### PROVIDED PASSAGE
..........

This repository contains the official implementation of Deepred-Mt, along with instructions for reproducing results presented in "Deepred-Mt: Deep Representation Learning for Predicting C-to-U RNA Editing in Plant Mitochondria", by A. A. Edera, I. Small, D. H. Milone, and M. V. Sanchez-Puerta. Download PDF.
In land plants, the editosome is a highly sophisticated molecular machine able to convert post-transcriptionally cytidines into uridines (C-to-U) at highly specific RNA positions called editing sites. This RNA editing seems to be partially governed by cis elements, which still remain recalcitrant to characterization.
Deepred-Mt is a novel neural network able to predict C-to-U editing sites in angiosperm mitochondria. Given an RNA sequence, consisting of a central cytidine flanked by 20 nucleotides on each side, Deepred-Mt scores how probable its editing is.
The score is computed from complex cis elements or motifs automatically extracted from the flanking bases by a multi-layer convolutional neural network, whose full architecture is schematically shown below.

..........

### RECORD EXTRACTS
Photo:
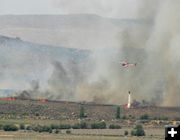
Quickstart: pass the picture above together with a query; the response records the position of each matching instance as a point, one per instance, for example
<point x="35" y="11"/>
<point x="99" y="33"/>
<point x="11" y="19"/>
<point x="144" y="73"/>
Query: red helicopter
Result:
<point x="127" y="64"/>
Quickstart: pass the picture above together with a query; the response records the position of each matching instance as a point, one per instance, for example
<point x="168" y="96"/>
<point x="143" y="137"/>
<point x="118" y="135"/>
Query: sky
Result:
<point x="106" y="8"/>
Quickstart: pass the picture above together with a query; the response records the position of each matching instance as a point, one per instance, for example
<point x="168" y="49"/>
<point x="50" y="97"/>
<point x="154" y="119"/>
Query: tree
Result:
<point x="138" y="131"/>
<point x="118" y="113"/>
<point x="82" y="114"/>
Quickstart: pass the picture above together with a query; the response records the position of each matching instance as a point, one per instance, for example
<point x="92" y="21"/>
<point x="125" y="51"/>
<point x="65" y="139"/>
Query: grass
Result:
<point x="46" y="136"/>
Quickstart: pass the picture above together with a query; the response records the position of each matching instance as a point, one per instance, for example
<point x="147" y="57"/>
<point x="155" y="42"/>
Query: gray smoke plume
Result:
<point x="152" y="43"/>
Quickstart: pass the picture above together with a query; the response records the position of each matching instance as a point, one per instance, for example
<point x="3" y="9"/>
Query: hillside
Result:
<point x="64" y="110"/>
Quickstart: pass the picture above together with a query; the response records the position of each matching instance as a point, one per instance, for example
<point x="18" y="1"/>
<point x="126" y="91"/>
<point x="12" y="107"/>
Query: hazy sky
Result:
<point x="107" y="8"/>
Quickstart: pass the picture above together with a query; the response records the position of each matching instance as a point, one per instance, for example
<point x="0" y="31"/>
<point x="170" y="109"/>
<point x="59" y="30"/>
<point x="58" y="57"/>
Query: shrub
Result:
<point x="29" y="127"/>
<point x="145" y="117"/>
<point x="126" y="133"/>
<point x="22" y="126"/>
<point x="53" y="126"/>
<point x="56" y="131"/>
<point x="177" y="119"/>
<point x="124" y="117"/>
<point x="65" y="126"/>
<point x="68" y="132"/>
<point x="112" y="126"/>
<point x="138" y="131"/>
<point x="99" y="125"/>
<point x="81" y="125"/>
<point x="10" y="127"/>
<point x="118" y="113"/>
<point x="82" y="113"/>
<point x="1" y="126"/>
<point x="40" y="128"/>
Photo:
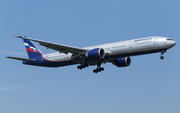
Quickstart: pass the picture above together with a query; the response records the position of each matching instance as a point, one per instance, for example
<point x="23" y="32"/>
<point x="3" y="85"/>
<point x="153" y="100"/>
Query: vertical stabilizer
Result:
<point x="31" y="49"/>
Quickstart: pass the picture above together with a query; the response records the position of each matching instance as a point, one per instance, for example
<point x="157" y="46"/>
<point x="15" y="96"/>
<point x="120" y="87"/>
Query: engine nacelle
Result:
<point x="95" y="54"/>
<point x="122" y="62"/>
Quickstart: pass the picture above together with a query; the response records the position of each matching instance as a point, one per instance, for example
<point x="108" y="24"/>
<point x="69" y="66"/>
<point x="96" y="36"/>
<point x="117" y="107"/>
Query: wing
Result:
<point x="21" y="59"/>
<point x="58" y="47"/>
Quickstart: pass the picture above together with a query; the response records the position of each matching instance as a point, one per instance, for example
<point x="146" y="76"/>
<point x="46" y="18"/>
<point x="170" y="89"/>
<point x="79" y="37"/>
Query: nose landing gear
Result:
<point x="162" y="52"/>
<point x="99" y="68"/>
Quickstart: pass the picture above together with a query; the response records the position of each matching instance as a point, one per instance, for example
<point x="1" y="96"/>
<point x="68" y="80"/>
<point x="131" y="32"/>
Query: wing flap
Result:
<point x="21" y="59"/>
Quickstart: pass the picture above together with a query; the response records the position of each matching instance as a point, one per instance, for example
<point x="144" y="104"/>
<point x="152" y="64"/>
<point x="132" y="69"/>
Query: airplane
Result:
<point x="117" y="53"/>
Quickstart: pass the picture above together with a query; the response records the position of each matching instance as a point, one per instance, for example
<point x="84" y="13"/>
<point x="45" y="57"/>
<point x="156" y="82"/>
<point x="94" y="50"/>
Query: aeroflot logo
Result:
<point x="31" y="49"/>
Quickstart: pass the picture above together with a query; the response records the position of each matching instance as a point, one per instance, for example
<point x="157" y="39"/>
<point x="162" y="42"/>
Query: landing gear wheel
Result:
<point x="99" y="69"/>
<point x="95" y="71"/>
<point x="161" y="57"/>
<point x="79" y="67"/>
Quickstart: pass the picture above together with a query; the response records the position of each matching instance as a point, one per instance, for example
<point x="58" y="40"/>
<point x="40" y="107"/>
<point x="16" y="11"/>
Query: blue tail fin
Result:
<point x="31" y="49"/>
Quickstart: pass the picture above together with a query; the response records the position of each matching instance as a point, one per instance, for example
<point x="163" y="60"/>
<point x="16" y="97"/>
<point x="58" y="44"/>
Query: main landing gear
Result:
<point x="162" y="52"/>
<point x="83" y="65"/>
<point x="99" y="68"/>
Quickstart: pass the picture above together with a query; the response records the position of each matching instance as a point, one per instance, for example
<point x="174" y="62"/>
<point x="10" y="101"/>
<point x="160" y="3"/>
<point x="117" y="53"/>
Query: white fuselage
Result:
<point x="121" y="49"/>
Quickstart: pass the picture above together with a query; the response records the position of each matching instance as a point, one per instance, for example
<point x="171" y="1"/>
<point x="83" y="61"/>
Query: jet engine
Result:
<point x="122" y="62"/>
<point x="95" y="54"/>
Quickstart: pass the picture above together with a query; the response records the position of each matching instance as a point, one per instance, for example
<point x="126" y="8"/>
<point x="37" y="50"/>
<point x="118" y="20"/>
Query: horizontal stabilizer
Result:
<point x="22" y="59"/>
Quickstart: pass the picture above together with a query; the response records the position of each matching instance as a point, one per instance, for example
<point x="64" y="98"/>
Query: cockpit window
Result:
<point x="168" y="39"/>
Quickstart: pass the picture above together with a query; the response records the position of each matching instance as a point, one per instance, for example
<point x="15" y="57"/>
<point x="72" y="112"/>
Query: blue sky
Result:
<point x="149" y="85"/>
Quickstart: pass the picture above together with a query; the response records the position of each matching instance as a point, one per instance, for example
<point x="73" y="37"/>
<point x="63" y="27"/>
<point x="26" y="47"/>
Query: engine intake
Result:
<point x="122" y="62"/>
<point x="95" y="54"/>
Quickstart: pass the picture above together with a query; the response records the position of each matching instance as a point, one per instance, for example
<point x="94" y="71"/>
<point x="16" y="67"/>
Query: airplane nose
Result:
<point x="174" y="43"/>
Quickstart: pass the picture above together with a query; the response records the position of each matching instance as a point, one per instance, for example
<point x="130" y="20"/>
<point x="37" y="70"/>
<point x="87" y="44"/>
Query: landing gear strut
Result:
<point x="162" y="52"/>
<point x="99" y="68"/>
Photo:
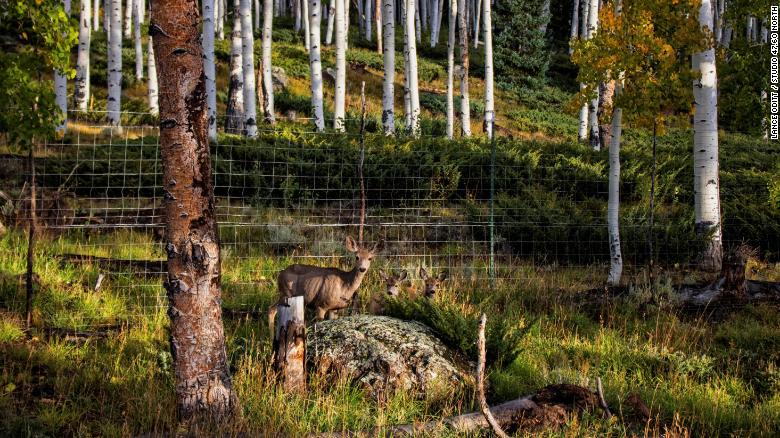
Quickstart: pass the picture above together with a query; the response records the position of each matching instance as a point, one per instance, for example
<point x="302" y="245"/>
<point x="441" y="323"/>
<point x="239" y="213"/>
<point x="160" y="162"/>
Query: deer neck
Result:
<point x="352" y="280"/>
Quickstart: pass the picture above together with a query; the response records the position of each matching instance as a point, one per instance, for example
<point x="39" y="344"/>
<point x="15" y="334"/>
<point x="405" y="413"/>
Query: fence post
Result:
<point x="290" y="345"/>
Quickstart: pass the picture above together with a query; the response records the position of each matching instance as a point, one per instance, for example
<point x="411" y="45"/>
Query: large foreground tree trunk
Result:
<point x="706" y="179"/>
<point x="203" y="385"/>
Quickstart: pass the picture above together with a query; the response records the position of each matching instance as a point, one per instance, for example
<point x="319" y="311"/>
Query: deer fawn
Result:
<point x="392" y="289"/>
<point x="432" y="284"/>
<point x="325" y="289"/>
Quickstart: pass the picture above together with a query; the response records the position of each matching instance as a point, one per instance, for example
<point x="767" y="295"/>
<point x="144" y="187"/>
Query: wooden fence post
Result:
<point x="290" y="345"/>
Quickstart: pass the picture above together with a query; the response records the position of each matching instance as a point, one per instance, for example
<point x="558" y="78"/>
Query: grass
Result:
<point x="700" y="377"/>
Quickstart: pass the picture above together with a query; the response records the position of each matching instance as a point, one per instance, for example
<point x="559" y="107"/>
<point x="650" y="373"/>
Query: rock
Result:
<point x="279" y="79"/>
<point x="384" y="354"/>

..........

Reproduce word for word the portion of the Deepred-Mt description starting with "This repository contains" and going on through "its editing is.".

### THE COMPLETED TASK
This repository contains the official implementation of Deepred-Mt, along with instructions for reproducing results presented in "Deepred-Mt: Deep Representation Learning for Predicting C-to-U RNA Editing in Plant Mitochondria", by A. A. Edera, I. Small, D. H. Milone, and M. V. Sanchez-Puerta. Download PDF.
In land plants, the editosome is a highly sophisticated molecular machine able to convert post-transcriptionally cytidines into uridines (C-to-U) at highly specific RNA positions called editing sites. This RNA editing seems to be partially governed by cis elements, which still remain recalcitrant to characterization.
Deepred-Mt is a novel neural network able to predict C-to-U editing sites in angiosperm mitochondria. Given an RNA sequence, consisting of a central cytidine flanked by 20 nucleotides on each side, Deepred-Mt scores how probable its editing is.